● Objective: Update the lines below by replacing "formatted sample" with "formatted example" everywhere, changing nothing else, and omit the pictures from your answer.

[Outline entries for images]

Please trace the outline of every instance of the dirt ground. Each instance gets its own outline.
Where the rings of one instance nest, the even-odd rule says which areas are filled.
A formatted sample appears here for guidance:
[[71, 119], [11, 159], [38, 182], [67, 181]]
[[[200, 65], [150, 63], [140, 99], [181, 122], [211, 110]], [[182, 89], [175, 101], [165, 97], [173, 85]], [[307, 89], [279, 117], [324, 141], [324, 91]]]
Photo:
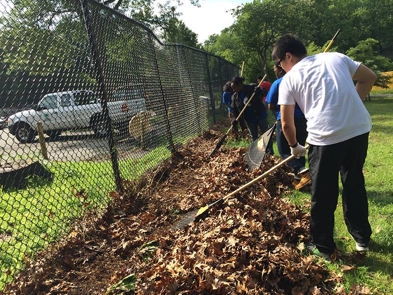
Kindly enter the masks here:
[[59, 248], [28, 263], [4, 293], [345, 294], [331, 291], [341, 278], [304, 249], [309, 216], [285, 198], [293, 189], [285, 165], [177, 228], [188, 212], [281, 161], [267, 155], [250, 172], [246, 149], [225, 147], [207, 159], [222, 128], [181, 147], [139, 183], [126, 183], [124, 193], [112, 193], [103, 215], [85, 216]]

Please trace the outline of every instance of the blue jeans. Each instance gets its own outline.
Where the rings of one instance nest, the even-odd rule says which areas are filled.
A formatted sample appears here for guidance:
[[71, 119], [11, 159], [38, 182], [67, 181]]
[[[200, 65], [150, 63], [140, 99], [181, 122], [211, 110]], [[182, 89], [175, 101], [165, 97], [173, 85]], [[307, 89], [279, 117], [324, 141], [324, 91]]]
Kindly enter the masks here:
[[[257, 122], [247, 122], [247, 127], [249, 128], [249, 131], [250, 135], [251, 136], [251, 140], [254, 141], [258, 139], [259, 136], [258, 136], [258, 126], [261, 129], [262, 134], [265, 133], [267, 129], [269, 129], [269, 121], [268, 117], [266, 117], [262, 118]], [[270, 153], [270, 154], [274, 154], [274, 151], [273, 150], [273, 141], [269, 141], [269, 143], [266, 146], [266, 151]]]
[[[304, 146], [307, 139], [307, 120], [305, 118], [295, 118], [295, 127], [296, 128], [296, 140], [299, 144]], [[277, 148], [279, 153], [283, 159], [286, 159], [291, 155], [291, 148], [282, 132], [282, 125], [281, 121], [277, 122], [276, 128], [277, 135]], [[306, 165], [306, 157], [300, 157], [300, 159], [294, 158], [287, 163], [297, 174], [301, 168]]]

● Solution to this task:
Please trace the outline of every instance of the dirt ground. Each instance gets its own outline.
Where the rings of one instance nest, the even-odd rule says which areas are filled.
A formatted example appears here for guidance:
[[71, 119], [11, 159], [38, 182], [67, 181]]
[[[200, 65], [150, 63], [140, 99], [181, 122], [211, 110]], [[182, 89], [175, 101], [165, 97], [173, 85]], [[307, 89], [279, 117], [324, 141], [324, 91]]]
Photo:
Kindly enter the masks here:
[[59, 248], [28, 263], [4, 293], [345, 294], [331, 291], [341, 278], [304, 249], [309, 216], [285, 198], [293, 189], [285, 165], [177, 228], [188, 212], [281, 161], [267, 155], [250, 172], [246, 149], [225, 147], [207, 159], [222, 128], [181, 147], [139, 183], [126, 183], [124, 193], [112, 193], [103, 215], [85, 216]]

Please trace the outline of every instance of the blue jeans. Each instance gets its own outline.
Where the rings of one instance nest, the even-odd rule says which areas are filled.
A formatted example appears here for guidance:
[[71, 119], [11, 159], [38, 182], [67, 181]]
[[[200, 65], [150, 63], [140, 99], [181, 122], [211, 110]], [[182, 89], [175, 101], [165, 97], [173, 85]], [[307, 89], [279, 117], [324, 141], [324, 91]]]
Kindly enter the masks here:
[[[257, 122], [247, 122], [247, 127], [249, 128], [249, 131], [250, 135], [251, 136], [251, 140], [254, 141], [258, 139], [259, 136], [258, 136], [258, 126], [261, 129], [262, 134], [265, 133], [267, 129], [269, 129], [269, 121], [268, 117], [266, 117], [262, 118]], [[270, 153], [270, 154], [274, 154], [274, 151], [273, 150], [273, 141], [269, 141], [269, 143], [266, 146], [266, 151]]]
[[[304, 146], [307, 139], [307, 120], [305, 118], [295, 118], [295, 127], [296, 128], [296, 140], [299, 144]], [[277, 148], [279, 153], [283, 159], [286, 159], [291, 155], [291, 148], [282, 132], [282, 125], [281, 121], [277, 122], [276, 128], [277, 135]], [[306, 165], [306, 157], [300, 157], [300, 159], [294, 158], [287, 163], [297, 174], [301, 168]]]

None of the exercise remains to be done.